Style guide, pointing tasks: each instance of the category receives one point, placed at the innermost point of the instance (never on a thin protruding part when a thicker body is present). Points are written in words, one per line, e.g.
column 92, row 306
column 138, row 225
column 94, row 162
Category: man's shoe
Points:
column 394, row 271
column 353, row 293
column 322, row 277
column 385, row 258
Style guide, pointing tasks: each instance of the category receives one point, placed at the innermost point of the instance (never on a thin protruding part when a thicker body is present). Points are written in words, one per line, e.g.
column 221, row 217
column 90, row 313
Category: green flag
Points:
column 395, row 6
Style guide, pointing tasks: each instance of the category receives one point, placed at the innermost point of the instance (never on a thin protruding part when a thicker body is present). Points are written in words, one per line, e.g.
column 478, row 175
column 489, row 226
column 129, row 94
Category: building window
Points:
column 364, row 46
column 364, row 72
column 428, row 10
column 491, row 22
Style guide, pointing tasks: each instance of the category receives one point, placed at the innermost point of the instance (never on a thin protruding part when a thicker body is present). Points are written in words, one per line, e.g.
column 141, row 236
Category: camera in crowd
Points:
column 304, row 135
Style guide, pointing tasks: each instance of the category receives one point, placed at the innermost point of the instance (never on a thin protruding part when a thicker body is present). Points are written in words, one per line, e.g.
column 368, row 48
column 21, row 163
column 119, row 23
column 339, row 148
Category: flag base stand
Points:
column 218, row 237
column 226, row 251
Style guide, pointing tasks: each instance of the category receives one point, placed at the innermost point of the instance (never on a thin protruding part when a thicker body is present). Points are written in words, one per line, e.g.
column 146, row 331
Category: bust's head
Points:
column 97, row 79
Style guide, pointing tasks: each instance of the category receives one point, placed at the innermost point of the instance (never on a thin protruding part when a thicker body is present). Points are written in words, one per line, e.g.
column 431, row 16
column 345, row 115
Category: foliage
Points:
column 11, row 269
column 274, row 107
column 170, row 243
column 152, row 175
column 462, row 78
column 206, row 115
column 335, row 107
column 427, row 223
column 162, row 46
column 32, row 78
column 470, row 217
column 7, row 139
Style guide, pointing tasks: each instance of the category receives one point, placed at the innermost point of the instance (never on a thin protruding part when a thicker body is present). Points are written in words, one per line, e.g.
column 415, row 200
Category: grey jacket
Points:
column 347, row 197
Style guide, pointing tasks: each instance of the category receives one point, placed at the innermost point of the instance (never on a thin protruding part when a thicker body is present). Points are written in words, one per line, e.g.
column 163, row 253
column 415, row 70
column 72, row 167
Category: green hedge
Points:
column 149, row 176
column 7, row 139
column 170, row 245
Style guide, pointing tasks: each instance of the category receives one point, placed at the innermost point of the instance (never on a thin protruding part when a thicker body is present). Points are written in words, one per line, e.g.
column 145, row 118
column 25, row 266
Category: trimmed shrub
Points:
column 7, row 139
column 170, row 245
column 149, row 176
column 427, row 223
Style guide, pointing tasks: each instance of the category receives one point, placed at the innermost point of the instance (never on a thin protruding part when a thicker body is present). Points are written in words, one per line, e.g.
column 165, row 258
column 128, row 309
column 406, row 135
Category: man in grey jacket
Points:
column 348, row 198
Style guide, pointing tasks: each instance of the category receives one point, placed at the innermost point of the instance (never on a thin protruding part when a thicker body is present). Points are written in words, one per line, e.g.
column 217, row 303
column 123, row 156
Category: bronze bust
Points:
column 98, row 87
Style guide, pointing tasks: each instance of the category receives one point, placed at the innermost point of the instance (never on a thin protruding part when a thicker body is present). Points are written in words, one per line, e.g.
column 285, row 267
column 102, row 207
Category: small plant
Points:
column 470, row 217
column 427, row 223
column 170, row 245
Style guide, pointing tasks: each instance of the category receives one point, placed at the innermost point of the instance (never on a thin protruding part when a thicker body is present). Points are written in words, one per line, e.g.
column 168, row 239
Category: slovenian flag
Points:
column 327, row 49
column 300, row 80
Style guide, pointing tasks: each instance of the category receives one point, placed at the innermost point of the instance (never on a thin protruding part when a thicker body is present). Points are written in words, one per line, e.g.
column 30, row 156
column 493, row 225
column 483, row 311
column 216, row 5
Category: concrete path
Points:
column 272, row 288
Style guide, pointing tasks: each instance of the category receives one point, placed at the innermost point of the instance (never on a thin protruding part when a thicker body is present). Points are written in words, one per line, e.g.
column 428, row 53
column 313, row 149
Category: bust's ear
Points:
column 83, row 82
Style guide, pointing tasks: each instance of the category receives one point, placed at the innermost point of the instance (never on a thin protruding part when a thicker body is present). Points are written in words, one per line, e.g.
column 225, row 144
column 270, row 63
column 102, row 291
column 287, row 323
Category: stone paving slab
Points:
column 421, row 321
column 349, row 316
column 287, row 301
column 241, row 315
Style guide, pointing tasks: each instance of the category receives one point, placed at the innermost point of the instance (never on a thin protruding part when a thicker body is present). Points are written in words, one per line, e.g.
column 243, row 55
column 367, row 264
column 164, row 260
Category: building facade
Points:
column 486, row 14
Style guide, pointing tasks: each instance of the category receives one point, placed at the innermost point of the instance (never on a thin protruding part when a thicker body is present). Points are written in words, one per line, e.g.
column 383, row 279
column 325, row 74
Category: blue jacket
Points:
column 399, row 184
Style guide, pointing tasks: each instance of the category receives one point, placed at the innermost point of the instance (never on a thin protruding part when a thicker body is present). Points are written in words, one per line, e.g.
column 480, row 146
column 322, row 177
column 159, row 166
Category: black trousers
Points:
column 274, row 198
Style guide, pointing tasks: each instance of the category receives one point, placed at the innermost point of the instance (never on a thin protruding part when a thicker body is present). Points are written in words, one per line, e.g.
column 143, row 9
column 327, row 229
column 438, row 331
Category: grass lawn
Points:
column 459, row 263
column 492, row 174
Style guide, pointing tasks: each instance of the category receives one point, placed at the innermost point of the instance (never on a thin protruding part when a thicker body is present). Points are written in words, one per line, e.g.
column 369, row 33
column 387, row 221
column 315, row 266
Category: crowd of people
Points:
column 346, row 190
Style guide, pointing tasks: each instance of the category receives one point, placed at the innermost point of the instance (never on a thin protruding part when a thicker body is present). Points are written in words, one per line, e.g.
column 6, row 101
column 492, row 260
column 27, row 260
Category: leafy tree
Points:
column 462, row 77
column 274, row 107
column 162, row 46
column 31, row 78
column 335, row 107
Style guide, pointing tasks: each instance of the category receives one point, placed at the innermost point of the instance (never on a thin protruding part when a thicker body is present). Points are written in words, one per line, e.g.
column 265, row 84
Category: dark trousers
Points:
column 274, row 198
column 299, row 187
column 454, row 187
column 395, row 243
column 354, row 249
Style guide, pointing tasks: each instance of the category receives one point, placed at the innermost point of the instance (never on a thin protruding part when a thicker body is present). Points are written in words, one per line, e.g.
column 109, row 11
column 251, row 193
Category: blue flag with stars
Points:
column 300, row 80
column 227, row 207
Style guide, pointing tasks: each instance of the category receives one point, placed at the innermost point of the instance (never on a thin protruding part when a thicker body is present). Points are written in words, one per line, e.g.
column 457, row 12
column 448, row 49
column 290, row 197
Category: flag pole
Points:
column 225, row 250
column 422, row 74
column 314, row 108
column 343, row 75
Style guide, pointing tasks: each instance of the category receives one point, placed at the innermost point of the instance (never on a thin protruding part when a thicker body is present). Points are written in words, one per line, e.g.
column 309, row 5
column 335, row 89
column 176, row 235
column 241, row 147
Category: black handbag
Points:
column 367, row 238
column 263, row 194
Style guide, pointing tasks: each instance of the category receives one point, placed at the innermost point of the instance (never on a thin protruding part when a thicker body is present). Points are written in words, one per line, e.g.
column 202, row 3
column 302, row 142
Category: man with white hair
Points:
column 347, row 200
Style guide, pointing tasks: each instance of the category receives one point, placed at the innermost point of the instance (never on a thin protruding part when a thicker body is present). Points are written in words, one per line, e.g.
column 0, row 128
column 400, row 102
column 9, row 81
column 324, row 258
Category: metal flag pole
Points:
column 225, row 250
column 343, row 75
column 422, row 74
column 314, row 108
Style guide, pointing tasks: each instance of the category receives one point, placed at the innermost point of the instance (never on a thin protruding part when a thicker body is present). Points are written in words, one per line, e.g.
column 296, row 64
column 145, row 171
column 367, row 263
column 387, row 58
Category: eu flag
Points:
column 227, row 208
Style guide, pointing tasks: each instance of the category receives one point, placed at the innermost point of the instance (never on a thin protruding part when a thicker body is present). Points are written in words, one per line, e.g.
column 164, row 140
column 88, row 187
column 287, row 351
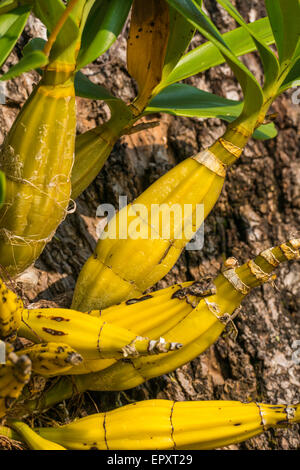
★ ★ ★ ★
What is expected:
Copy all lines of the material above where the string "pole" occurs.

Response:
Category: flag pole
Category: metal flag pole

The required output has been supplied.